→ INSTRUCTIONS
a. Output the passage of the Ourmedia post from "Looking back, I" up to and including "user interface helps!" word for word.
b. Answer these questions about the Ourmedia post:
(i) When was Ourmedia.org launched?
(ii) How many videos does Ourmedia host?
(iii) What kind of video does YouTube let users view?
c. Summarize the Ourmedia post in two sentences.

→ SELECTED EXTRACT
^^^^^^^^^^^^^^^^
Youtube got bought over by Google for a whopping $1.6 Billion (no links here – its all over the place!). Going by how popular the site has become, it was only a matter of time before one of the big guys bought it out. Congrats to them! Our company, Tekriti, started off building one of the earliest video sharing sites back in Feb-March 2005 for our first client. Ourmedia.org was launched in March 2005. YouTube came along almost 9 months later. Ourmedia had a host of video and media experts on its panel of advisors and it had (and has) a team of volunteer editors to wean out copyright content. YouTube on the other hand has the policy of letting copyright content remain online until the copyright owner objects. Ourmedia allows users to download the original high quality video while YouTube only allows online viewing of very low res. flash versions. So for a site that started with a 9 month lead, it feels like Ourmedia was a missed oppurtunity. Of course, to be clear, Ourmedia is a non-profit and making billions of dollars wasnt even the aim and it still gets significant traffic and has over 100,000 videos hosted. But the kind of popularity that Ourmedia should have seen never came along. At a personal level, it helped us get our company started and gave us the initial credibility any startup needs. So Ourmedia remains very special to me.
Looking back, I think there are some very useful lessons to be learnt:
1. Keep it simple and stupid. A lot of time was spent on defining what metadata should be captured while uploading a video. The result was this huge page (login required) with hundreds of form fields to be filled in. Even though most of those fields were optional, it was daunting for the average user to figure out this form. A simple minimalistic user interface helps!
^^^^^^^^^^^^^^^^
→ EXCERPTED DATA
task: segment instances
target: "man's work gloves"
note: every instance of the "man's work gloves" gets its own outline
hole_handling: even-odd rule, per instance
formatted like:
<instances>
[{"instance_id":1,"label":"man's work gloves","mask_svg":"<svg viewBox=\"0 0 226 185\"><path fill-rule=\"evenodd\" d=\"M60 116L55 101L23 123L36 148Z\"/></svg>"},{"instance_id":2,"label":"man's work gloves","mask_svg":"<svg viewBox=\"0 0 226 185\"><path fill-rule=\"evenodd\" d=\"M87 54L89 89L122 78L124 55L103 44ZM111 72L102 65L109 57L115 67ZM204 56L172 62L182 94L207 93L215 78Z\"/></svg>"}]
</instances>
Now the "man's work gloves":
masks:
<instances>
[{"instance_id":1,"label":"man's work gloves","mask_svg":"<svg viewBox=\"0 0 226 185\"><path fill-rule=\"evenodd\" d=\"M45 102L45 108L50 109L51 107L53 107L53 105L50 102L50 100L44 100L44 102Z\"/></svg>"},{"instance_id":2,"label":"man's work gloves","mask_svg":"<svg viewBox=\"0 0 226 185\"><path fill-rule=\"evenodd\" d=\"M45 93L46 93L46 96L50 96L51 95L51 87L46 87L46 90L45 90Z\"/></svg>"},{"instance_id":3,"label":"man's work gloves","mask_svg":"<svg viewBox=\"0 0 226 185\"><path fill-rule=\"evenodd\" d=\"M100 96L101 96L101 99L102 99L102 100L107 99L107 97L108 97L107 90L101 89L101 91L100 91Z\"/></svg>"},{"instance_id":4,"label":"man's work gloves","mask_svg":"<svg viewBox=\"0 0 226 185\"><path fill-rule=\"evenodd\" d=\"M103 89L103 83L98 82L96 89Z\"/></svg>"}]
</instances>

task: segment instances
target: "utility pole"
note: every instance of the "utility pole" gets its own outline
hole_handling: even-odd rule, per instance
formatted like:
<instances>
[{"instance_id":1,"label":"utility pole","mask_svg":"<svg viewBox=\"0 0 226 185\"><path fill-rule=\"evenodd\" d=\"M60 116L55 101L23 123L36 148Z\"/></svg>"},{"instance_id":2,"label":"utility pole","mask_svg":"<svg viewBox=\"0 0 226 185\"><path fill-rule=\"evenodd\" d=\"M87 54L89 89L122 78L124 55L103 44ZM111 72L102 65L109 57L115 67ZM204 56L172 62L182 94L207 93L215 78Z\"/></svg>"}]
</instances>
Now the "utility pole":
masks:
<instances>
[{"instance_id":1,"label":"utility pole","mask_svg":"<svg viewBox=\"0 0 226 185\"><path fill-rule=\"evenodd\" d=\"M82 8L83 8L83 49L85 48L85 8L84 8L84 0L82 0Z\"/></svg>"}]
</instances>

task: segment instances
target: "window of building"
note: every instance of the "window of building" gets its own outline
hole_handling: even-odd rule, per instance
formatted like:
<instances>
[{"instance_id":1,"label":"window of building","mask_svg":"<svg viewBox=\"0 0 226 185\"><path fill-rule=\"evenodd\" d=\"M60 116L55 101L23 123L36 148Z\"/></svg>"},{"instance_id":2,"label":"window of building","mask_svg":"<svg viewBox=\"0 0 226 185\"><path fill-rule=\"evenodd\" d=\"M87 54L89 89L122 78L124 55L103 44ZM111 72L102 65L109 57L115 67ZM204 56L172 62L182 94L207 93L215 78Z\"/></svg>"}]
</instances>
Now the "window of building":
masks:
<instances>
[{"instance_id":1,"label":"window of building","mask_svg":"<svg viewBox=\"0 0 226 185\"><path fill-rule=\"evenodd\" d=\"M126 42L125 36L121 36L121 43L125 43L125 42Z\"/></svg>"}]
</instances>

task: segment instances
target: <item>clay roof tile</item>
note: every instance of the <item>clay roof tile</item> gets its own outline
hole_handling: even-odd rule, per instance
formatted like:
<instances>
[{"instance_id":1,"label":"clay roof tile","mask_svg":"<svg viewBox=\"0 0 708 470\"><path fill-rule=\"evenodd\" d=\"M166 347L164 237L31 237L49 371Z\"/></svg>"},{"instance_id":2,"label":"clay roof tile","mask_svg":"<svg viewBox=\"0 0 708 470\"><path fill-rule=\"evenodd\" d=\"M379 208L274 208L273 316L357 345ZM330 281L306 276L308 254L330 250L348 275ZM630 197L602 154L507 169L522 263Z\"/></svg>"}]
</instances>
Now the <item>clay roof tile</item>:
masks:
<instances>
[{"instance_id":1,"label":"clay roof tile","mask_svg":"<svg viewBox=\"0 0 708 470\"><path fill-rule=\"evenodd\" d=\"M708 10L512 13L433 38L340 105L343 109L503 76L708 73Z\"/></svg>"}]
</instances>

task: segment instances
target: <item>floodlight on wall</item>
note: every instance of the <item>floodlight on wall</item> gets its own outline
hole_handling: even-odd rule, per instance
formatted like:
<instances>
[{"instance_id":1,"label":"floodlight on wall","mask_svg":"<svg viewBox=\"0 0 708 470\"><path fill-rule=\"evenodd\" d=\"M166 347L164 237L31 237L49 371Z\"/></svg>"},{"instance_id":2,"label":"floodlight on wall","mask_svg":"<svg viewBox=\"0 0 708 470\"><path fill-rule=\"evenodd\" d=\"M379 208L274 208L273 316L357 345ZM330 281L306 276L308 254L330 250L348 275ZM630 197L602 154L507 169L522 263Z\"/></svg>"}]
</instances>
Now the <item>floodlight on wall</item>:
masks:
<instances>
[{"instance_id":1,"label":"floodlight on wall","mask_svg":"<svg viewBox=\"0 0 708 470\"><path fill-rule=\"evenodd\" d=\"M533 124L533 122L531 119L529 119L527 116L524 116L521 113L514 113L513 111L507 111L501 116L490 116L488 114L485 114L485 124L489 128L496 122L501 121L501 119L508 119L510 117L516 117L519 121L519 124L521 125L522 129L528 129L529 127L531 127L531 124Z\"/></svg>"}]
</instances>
^^^^^^^^^^^^^^^^
→ REPLIES
a.
Looking back, I think there are some very useful lessons to be learnt:
1. Keep it simple and stupid. A lot of time was spent on defining what metadata should be captured while uploading a video. The result was this huge page (login required) with hundreds of form fields to be filled in. Even though most of those fields were optional, it was daunting for the average user to figure out this form. A simple minimalistic user interface helps!

b.
(i) March 2005.
(ii) Over 100,000.
(iii) Very low-resolution flash versions, viewed online only.

c. After Google bought YouTube for $1.6 billion, the writer recalls that Ourmedia, a non-profit video sharing site launched about nine months before YouTube, never reached the popularity it should have, though it helped get the writer's company started. The first lesson drawn is to keep things simple, since Ourmedia's upload page with hundreds of form fields was daunting for the average user.